EXCERPT PROVIDED:
Airstrikes aimed at Iran’s nuclear facilities

U.S. airstrikes aimed at Iran’s nuclear facilities would likely set back the regime’s quest for a weapon by one or two years and require waves of attacks spearheaded by the ultra-heavy conventional bomb known as the Massive Ordnance Penetrator, according to military officials and experts.

A comprehensive attack aimed first at taking down Iran’s air defenses and destroying its deeply buried nuclear facilities would provide a “moderate confidence level” that Iran’s pursuit of a nuclear weapon would be set back by as much as two years, said a senior officer familiar with the planning.

Two senior officers involved in planning potential Iran attacks spoke to USA TODAY. Both spoke on condition of anonymity because they were not authorized to speak publicly.

President Obama wrote an op-ed piece this week that ran in papers across the country, saying that if Iran violates the recently negotiated agreement, “it’s possible that we won’t have any other choice than to act militarily.”

A U.S. attack on Iran, according to two officers involved in planning and several others interviewed for this story, requires more than pinpoint strikes against that country’s nuclear facilities. It could spawn retaliatory attacks in the Persian Gulf if Iran retaliates by attempting to choke off shipping.

“A strike would try to reduce as much of Iran’s nuclear infrastructure as possible, recognizing it wouldn’t be perfect or permanently eliminate it,” said Michael O’Hanlon, a senior fellow and military expert at the Brookings Institution.

DATA RECORDS:
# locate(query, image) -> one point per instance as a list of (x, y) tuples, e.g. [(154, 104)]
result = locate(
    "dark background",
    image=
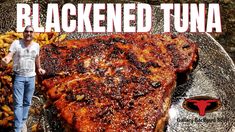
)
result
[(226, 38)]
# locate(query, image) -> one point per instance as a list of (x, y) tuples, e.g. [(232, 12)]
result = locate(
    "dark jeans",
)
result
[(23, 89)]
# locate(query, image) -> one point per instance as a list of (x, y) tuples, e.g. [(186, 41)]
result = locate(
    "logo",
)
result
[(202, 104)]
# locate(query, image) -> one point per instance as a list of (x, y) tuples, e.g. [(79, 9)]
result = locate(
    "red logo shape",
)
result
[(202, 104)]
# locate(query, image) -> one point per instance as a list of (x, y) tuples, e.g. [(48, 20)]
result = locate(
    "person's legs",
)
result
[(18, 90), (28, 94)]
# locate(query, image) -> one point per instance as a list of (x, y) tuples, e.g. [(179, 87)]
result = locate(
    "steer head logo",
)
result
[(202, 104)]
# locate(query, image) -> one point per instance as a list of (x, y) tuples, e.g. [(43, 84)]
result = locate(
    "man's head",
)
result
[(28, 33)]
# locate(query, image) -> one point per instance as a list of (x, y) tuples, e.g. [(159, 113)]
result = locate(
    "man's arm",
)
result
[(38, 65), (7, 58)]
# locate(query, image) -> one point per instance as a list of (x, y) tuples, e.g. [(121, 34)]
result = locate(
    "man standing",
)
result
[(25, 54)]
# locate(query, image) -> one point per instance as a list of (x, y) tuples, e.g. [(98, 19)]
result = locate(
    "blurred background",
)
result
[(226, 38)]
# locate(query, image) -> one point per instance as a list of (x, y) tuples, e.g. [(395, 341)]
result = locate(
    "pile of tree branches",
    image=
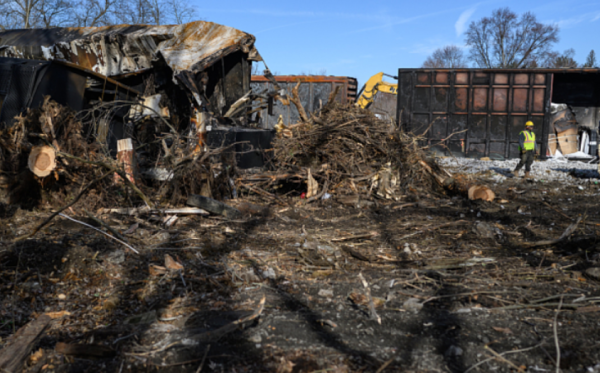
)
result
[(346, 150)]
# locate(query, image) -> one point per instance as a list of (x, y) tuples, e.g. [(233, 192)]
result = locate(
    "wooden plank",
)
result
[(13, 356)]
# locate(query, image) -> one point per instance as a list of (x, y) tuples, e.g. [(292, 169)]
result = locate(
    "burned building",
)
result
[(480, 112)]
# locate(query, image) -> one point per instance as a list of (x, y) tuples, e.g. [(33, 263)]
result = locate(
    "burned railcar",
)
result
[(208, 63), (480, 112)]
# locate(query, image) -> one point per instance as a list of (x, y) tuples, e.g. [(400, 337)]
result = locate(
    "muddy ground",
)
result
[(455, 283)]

WORK INSTRUCTIONS:
Reproduce verbatim the passage of the Iran airstrikes article from "A comprehensive attack" up to and including "with the planning.".

OUTPUT:
A comprehensive attack aimed first at taking down Iran’s air defenses and destroying its deeply buried nuclear facilities would provide a “moderate confidence level” that Iran’s pursuit of a nuclear weapon would be set back by as much as two years, said a senior officer familiar with the planning.